This 55 min. experimental documentary film was shot primarily in black and white 8mm and 16mm film and was subsequently digitally edited. With a goal of tracing the true identity behind Bozo Texino, whose iconic hand-drawn cowboy moniker has appeared on the sides of trains for nearly a century, Bill Daniel hopped boxcars with drifters and camped in hobo jungles, all the while collecting stories and images of a little-known American folk art tradition.

=== Soul's Harbor (2003) ===
Installed at San Francisco's Yerba Buena Center for the Arts, this mixed-media installation featured an RV partially converted into a houseboat with projected video images on one side. Documentary footage of the search for Noah's Ark combined with characters like a homeless preacher, a punk-pirate and other "water-squatters" explored themes of modern environmental collapse & survivalism.

=== Seadrift Texas 1990 (2002) ===
Video installation using interview footage of working-class residents of the gulf coast fishing town Seadrift who are combating industrial pollution from a neighboring plastic plant. The video segments were shown framed by pictures and windows on a mock living room wall at Tacoma's Tollbooth Gallery.

=== The Girl on the Train in the Moon (2001) ===
Hobo campfire installation with film projections at Deitch Projects gallery in New York for "Widely Unknown" group show. Also shown on the nationwide "Lucky Bum Film Tour" with Rankin Renwick (then known as Vanessa Renwick), this installation included footage from what would become the full-length film Who is Bozo Texino?.

=== Selective Service System Story (1998) ===
Created for the Independent Film Channel's Split Screen series, this documentary revisits the 1970 short film Selective Service System and interviews Dan Lovejoy and Warren Haack, who made the graphic depiction of an individual's attempt to avoid the Vietnam War draft as film students at San Francisco State University.

== Awards and recognition ==
Daniel has received numerous awards including grants from the Film Arts Foundation, Creative Capital, the R&B Feber Charitable Foundation for the Beaux Arts and residencies at the Yerba Buena Center for the Arts, the Headlands Center for the Arts, and the Center for Land Use Interpretation. He received a Guggenheim Fellowship in 2008. His films have been featured at numerous film festivals including the prestigious Viennale or Vienna International Film Festival, The Portland Art Museum's Northwest Film and Video Festival (where his Selective Service System Story was awarded best documentary film), and the True/False Festival where he has been a panelist. In 2006, Daniel was a judge for the Iowa City International Documentary Film Festival.

> TASK DIRECTIONS
Using the text on Bill Daniel's work, decide whether each statement agrees with it: (a) Soul's Harbor was installed at the Yerba Buena Center for the Arts; (b) Seadrift Texas 1990 was shown at Deitch Projects gallery; (c) Daniel received a Guggenheim Fellowship in 2006. Answer yes or no for each, quoting the words from the text that settle it. The lines that come next are separate material with no connection to the text on Bill Daniel's work.

Stored entries:

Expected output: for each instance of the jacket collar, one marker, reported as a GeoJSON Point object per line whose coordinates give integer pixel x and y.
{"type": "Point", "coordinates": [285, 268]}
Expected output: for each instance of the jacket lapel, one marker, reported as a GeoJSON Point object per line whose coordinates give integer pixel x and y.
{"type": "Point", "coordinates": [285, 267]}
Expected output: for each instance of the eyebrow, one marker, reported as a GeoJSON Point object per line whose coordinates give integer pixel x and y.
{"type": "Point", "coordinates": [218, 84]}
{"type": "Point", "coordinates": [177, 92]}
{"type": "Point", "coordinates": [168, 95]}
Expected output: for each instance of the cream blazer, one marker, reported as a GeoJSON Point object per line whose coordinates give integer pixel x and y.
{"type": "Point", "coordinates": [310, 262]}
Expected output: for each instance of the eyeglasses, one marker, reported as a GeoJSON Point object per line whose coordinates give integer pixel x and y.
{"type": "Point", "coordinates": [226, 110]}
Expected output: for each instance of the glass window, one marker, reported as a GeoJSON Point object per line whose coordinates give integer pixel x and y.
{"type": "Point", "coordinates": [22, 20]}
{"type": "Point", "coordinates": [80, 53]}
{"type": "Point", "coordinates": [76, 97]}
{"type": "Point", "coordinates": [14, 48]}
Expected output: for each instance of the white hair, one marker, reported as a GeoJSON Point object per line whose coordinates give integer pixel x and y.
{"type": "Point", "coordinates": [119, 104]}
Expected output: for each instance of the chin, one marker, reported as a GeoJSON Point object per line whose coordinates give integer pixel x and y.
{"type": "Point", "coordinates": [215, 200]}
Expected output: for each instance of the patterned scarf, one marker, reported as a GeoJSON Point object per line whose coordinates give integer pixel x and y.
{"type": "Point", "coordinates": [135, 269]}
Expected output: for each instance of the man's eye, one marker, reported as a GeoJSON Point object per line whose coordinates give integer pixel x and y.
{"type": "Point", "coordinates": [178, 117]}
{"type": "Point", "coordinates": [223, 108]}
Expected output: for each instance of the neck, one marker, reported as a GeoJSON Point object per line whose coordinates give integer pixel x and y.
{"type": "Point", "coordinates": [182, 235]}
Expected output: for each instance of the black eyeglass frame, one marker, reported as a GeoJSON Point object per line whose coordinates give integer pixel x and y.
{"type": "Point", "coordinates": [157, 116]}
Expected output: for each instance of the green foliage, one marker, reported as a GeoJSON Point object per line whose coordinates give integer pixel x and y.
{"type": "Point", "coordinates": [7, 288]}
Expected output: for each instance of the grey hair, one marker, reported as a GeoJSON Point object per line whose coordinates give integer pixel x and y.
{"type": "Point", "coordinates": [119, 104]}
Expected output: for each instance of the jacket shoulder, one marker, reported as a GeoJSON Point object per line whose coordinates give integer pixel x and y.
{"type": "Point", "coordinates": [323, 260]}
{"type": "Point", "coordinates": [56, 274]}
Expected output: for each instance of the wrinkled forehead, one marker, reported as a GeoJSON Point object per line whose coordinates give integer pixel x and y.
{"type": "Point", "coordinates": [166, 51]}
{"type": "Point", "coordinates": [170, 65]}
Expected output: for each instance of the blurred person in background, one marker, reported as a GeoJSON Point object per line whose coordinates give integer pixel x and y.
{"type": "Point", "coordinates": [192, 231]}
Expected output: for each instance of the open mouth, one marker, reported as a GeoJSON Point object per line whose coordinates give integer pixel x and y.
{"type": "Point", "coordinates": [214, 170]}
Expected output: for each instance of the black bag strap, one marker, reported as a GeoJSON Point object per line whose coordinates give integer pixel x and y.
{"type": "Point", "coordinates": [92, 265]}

> ANSWER TO THIS PROBLEM
(a) Yes: "Installed at San Francisco's Yerba Buena Center for the Arts"
(b) No: "shown framed by pictures and windows on a mock living room wall at Tacoma's Tollbooth Gallery"
(c) No: "He received a Guggenheim Fellowship in 2008."